Saved data entries:
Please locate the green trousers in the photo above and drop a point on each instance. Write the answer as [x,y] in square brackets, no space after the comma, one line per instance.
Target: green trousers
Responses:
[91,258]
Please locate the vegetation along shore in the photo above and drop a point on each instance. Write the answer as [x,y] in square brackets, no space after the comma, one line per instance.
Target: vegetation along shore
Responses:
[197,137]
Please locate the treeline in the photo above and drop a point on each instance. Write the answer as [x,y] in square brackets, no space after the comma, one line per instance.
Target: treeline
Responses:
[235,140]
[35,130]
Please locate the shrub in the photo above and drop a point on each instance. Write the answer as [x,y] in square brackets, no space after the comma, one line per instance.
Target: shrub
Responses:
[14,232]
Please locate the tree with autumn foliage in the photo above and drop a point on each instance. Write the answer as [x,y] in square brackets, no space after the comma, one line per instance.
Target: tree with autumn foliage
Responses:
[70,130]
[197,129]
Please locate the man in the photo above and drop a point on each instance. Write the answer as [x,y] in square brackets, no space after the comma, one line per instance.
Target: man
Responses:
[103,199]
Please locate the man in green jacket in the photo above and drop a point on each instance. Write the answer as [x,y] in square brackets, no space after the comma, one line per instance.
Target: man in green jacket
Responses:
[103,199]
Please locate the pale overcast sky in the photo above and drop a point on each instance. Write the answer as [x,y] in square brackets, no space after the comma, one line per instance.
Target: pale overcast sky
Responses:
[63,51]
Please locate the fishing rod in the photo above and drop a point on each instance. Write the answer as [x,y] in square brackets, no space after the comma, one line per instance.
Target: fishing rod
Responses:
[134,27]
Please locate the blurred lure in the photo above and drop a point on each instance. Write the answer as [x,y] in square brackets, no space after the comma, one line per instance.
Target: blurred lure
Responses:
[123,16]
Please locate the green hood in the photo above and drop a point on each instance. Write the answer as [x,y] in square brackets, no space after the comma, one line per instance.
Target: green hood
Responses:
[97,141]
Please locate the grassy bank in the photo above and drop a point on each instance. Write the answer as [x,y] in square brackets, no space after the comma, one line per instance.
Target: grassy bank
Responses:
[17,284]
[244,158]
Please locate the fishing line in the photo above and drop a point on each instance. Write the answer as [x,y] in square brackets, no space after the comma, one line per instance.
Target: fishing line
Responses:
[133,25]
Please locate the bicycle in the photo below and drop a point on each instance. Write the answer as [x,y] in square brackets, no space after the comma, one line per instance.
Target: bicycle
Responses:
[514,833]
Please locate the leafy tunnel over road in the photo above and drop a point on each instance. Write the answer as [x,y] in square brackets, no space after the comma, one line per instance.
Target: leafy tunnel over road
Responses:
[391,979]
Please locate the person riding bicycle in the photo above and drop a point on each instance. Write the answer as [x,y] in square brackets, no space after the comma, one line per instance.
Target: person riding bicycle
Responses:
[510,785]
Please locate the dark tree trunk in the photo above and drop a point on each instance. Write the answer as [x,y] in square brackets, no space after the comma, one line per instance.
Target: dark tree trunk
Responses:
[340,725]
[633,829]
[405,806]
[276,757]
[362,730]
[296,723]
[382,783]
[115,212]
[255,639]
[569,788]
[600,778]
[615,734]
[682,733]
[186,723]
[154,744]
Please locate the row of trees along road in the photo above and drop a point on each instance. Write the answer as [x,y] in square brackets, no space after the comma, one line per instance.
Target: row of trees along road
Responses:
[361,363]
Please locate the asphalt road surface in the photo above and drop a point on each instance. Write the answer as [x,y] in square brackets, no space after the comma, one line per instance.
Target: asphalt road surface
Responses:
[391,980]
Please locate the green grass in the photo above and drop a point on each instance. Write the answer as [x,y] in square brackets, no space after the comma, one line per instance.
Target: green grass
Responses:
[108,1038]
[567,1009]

*Challenge*. Transcribe everything from the line containing "Please locate the green grass" down through the end of the material, reproducing each line without any changes.

*Result for this task*.
Please locate the green grass in the photo above and drop a point on each instance. Write the answer as [x,y] in square brackets, no space after the comma, one line per instance.
Target: green grass
Responses:
[108,1038]
[567,1009]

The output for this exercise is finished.